■ STATED TASK 1
In the forum thread about a motorway from Europe to the Middle East, how many kilometers of 3x2 motorways did Turkey have as of 2011?
■ STATED TASK 2
Repeat word for word the part of the forum thread that opens with the words containing "I would rather" and closes with "motorway standards yet.".

■ PASSAGE TO READ
::::::::
# A motorway from Europe to the Middle East



## RKC (Jun 16, 2007)

^^ haha nice!


----------



## aswnl (Jun 6, 2004)

I would rather complete the E75 from Belgrade to Tessaloniki. There are still two major sections in Serbia and Macedonia which have not been upgraded to motorway standards yet.

And for Turkey: although relations with Greece are historically not good, thinking about an upgrade of the E84 to connect to the Greek A2 wouldn't be such a bad idea...


----------



## ed110220 (Nov 12, 2008)

Isn't this an update of the old dream for the Berlin-Baghdad railway?


----------



## italystf (Aug 2, 2011)

How many km of motorways and expressways exist in Turkey? Any map?


----------



## Messi (Nov 18, 2007)

Here is a map but it's HUGE and very detailed.
http://www.kgm.gov.tr/SiteCollectionImages/KGMimages/Haritalar/Turkiye.jpg

As for 2011, Turkey has 21.500 km of 2x2 highways and 2100 km of 3x2 motorways.


----------



## italystf (Aug 2, 2011)

Messi said:


> Here is a map but it's HUGE and very detailed.
> http://www.kgm.gov.tr/SiteCollectionImages/KGMimages/Haritalar/Turkiye.jpg
> 
> As for 2011, Turkey has 21.500 km of 2x2 highways and 2100 km of 3x2 motorways.


Cannot believe, 3 times Italy!!??:nuts:
Are 2x2 highways real motorways or road with intersections, traffic lights, roundabots...?


----------



## ChrisZwolle (May 7, 2006)

Most 2x2 expressways in Turkey cannot be considered motorways or motorway-like roads. They frequently feature driveway access, roundabouts, traffic lights, etc.


----------



## shpirtkosova (Jun 7, 2009)

ChrisZwolle said:


> Most 2x2 expressways in Turkey cannot be considered motorways or motorway-like roads. They frequently feature driveway access, roundabouts, traffic lights, etc.


In the UK most dual carriageways/expressways feature almost all of these things except driveway acess.


----------



## ChrisZwolle (May 7, 2006)
::::::::
■ DATA PROVIDED
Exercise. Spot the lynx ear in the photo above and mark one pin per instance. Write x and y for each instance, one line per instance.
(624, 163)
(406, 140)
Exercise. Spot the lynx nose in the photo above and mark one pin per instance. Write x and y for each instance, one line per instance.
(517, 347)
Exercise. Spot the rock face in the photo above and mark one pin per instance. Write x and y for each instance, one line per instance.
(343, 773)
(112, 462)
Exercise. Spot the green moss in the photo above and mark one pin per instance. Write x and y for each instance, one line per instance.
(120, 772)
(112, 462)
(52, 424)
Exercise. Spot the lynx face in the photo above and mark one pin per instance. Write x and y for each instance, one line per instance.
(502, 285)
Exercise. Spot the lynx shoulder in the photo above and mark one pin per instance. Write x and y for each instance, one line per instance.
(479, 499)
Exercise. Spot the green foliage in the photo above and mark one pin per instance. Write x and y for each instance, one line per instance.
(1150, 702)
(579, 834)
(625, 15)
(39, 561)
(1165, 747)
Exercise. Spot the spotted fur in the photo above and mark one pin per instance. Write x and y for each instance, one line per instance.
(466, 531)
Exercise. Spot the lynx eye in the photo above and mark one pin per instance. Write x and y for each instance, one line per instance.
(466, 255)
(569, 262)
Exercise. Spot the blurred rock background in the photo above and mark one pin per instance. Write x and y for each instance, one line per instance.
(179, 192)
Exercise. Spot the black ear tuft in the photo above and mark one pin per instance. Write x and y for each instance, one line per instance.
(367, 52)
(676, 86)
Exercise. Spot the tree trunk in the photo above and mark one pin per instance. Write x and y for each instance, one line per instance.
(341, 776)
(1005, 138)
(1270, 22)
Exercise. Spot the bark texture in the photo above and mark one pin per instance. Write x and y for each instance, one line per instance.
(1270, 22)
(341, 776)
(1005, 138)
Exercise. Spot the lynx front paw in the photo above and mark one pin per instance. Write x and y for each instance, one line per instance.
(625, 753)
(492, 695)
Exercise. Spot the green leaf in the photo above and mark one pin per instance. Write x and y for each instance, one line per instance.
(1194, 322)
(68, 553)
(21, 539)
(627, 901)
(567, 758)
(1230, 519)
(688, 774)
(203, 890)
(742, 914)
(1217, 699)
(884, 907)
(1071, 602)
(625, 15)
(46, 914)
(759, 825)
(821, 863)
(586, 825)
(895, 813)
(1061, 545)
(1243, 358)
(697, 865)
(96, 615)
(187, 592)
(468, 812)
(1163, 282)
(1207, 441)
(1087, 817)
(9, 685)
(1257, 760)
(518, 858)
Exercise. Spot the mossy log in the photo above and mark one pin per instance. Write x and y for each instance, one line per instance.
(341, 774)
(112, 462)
::::::::
■ FINAL ANSWER 1
2100 km

■ FINAL ANSWER 2
I would rather complete the E75 from Belgrade to Tessaloniki. There are still two major sections in Serbia and Macedonia which have not been upgraded to motorway standards yet.